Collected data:
■ ■ ■ ■ ■
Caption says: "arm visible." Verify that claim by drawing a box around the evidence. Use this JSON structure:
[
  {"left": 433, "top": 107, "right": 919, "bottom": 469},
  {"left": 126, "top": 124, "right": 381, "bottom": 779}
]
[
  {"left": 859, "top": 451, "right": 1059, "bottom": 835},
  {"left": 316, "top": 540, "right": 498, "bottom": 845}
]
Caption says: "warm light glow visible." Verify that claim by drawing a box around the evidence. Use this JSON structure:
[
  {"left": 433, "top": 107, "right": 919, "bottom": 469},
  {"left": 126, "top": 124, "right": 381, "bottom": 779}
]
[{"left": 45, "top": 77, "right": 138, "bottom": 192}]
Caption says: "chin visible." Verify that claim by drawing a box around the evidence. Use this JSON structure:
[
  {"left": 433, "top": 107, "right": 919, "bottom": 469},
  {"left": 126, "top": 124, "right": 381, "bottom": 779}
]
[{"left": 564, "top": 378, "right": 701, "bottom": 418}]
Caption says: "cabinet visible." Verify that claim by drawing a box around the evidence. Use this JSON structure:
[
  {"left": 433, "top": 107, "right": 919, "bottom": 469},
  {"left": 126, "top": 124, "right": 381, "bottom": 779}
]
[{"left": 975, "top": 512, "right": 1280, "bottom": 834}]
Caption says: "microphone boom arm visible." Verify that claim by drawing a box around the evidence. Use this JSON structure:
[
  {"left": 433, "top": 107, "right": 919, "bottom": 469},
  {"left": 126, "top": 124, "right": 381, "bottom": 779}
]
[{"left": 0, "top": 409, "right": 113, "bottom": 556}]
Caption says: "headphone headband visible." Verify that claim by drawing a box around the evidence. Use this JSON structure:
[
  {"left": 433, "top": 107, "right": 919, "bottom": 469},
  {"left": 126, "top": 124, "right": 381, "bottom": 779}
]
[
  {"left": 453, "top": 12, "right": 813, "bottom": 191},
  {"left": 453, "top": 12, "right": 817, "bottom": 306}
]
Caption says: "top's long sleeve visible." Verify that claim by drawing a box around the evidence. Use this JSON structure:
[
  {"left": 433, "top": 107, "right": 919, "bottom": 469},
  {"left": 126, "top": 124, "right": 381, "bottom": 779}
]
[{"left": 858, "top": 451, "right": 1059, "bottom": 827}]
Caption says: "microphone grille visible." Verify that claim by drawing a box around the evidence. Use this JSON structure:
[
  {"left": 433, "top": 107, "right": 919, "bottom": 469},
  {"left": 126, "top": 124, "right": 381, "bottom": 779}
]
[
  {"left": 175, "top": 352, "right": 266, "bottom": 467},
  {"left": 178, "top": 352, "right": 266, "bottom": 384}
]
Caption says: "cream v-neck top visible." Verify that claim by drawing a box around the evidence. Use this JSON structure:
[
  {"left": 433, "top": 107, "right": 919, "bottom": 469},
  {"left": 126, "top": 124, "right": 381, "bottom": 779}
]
■ ■ ■ ■ ■
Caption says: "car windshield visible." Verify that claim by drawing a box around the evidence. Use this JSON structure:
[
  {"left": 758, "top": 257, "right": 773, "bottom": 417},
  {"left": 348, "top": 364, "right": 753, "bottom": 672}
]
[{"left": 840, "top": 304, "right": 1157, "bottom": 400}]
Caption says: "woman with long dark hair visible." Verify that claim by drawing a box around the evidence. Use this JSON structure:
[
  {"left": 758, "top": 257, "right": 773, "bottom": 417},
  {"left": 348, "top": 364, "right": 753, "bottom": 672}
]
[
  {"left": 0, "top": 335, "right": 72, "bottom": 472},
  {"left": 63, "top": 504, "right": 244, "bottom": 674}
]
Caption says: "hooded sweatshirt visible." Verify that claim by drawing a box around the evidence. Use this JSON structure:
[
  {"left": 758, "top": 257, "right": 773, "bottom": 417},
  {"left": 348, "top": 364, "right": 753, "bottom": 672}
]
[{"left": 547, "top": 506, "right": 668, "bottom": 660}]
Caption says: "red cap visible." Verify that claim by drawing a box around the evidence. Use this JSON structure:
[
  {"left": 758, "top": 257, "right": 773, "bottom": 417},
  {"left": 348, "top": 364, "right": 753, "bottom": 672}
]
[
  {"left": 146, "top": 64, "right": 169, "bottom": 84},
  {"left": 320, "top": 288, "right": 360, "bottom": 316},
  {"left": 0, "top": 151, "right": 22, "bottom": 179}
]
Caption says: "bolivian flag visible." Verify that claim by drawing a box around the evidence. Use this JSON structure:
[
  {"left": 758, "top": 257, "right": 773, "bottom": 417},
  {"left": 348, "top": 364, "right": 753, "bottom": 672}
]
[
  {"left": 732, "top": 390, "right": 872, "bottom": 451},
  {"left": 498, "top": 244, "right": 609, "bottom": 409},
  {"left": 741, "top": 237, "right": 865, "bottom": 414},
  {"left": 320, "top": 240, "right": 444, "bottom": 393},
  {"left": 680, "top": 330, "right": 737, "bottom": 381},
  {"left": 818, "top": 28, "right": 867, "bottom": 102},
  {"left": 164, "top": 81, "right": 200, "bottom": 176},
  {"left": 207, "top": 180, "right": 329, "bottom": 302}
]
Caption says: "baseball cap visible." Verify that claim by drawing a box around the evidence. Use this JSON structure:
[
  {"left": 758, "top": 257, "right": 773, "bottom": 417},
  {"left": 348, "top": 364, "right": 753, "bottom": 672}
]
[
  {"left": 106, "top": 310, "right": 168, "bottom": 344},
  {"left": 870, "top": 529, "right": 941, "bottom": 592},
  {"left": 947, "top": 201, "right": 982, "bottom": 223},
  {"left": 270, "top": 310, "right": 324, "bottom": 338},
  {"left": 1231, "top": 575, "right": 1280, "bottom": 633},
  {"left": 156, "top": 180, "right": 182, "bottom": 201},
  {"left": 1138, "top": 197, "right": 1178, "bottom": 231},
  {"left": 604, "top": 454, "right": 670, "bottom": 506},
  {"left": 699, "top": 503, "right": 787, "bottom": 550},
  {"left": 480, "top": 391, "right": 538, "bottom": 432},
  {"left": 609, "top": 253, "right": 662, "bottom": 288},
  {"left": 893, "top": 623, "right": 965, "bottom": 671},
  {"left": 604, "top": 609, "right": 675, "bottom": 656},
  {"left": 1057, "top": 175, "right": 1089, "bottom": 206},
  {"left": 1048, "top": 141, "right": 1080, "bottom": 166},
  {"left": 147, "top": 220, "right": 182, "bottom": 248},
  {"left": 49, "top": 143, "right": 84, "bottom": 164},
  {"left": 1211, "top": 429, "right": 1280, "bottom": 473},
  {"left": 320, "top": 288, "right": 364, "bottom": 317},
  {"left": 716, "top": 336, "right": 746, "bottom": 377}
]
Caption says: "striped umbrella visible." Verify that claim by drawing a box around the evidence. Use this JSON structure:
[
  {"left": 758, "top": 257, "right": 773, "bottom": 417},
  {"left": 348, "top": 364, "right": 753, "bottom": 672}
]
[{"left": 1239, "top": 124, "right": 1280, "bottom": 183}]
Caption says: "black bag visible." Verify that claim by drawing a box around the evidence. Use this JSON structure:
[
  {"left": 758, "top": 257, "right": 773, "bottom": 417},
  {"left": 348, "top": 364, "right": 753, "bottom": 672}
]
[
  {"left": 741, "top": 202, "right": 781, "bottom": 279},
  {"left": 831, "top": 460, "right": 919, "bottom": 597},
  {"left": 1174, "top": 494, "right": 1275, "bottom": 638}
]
■ ■ ■ ■ ■
▶ [What the task asks]: Show each line of the data above that contains the string "microphone".

▶ [Solution to this exercise]:
Caption says: "microphone boom arm visible." Verify that claim by drawing a box around the evidence. Use this JSON structure:
Caption says: "microphone grille visible." Verify that claim by drawing a box around the evidence. Use this JSON structure:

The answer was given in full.